▸ Provided data:
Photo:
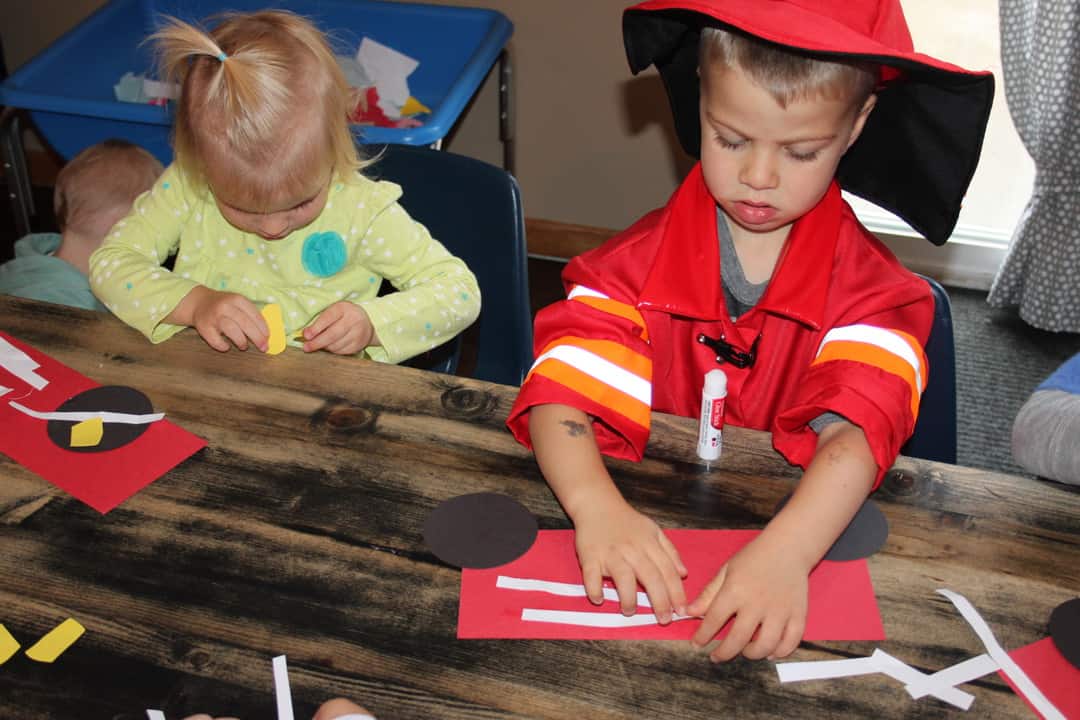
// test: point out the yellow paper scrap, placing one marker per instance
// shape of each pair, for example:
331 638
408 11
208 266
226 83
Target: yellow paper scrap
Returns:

▸ Aim:
Rewrite the records above, replacing "yellow paper scrap" with "yellow sticky note" and keeping everything else the same. Omit the pictures.

▸ Written response:
Photo:
// test: point out the yellow sticky note, placing one marker per instance
// shape of each pair, for example:
331 638
408 11
208 266
226 83
Target: yellow sticky note
Returns:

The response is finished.